> [INSTRUCTIONS FOR THE TASK]
Apart from the pictures, which must be omitted, restate the data exactly.

> [Saved entries]
--
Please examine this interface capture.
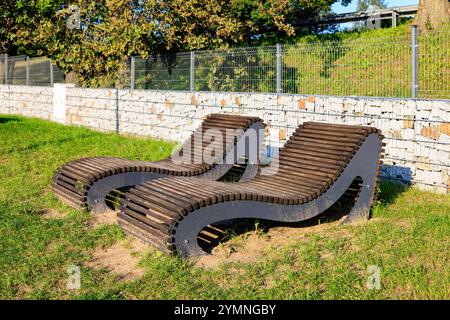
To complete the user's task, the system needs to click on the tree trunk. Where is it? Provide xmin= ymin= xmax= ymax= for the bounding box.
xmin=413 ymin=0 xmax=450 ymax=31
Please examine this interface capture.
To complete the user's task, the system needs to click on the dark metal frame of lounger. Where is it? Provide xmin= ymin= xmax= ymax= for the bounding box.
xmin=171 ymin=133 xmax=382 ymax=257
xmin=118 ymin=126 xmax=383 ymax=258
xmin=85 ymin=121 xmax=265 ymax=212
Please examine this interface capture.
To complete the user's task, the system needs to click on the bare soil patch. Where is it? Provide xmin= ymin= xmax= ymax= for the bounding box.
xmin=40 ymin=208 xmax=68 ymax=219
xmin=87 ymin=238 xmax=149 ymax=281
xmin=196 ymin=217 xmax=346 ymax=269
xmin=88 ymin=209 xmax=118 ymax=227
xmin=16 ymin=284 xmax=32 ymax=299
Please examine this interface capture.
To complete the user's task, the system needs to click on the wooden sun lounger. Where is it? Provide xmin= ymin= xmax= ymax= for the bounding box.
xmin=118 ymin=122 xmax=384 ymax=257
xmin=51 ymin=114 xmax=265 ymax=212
--
> [ANSWER TO THIS EXERCISE]
Please examine this interface capture.
To complete the user's task, the system needs to click on the tree trunk. Where is it? Provide xmin= ymin= xmax= ymax= for the bounding box.
xmin=413 ymin=0 xmax=450 ymax=31
Please examine this interface capture.
To complete the user's task, the system needs to click on the dark metal frame of lounger. Where is it? Provide xmin= ymin= xmax= ymax= for the bounding box.
xmin=171 ymin=133 xmax=382 ymax=257
xmin=118 ymin=126 xmax=383 ymax=258
xmin=85 ymin=121 xmax=265 ymax=212
Please examine this interface capture.
To complete the user's task, the system needs to click on the bare soil patch. Where is it? Provide xmin= ymin= xmax= ymax= for the bounding box.
xmin=40 ymin=208 xmax=68 ymax=219
xmin=87 ymin=238 xmax=149 ymax=281
xmin=196 ymin=217 xmax=346 ymax=269
xmin=88 ymin=209 xmax=118 ymax=227
xmin=16 ymin=284 xmax=32 ymax=299
Please examine this interface capture.
To complete the user's task, the system needs to click on the wooden sun lounger. Where is it? Provide xmin= ymin= xmax= ymax= for the bounding box.
xmin=118 ymin=122 xmax=384 ymax=257
xmin=51 ymin=114 xmax=265 ymax=212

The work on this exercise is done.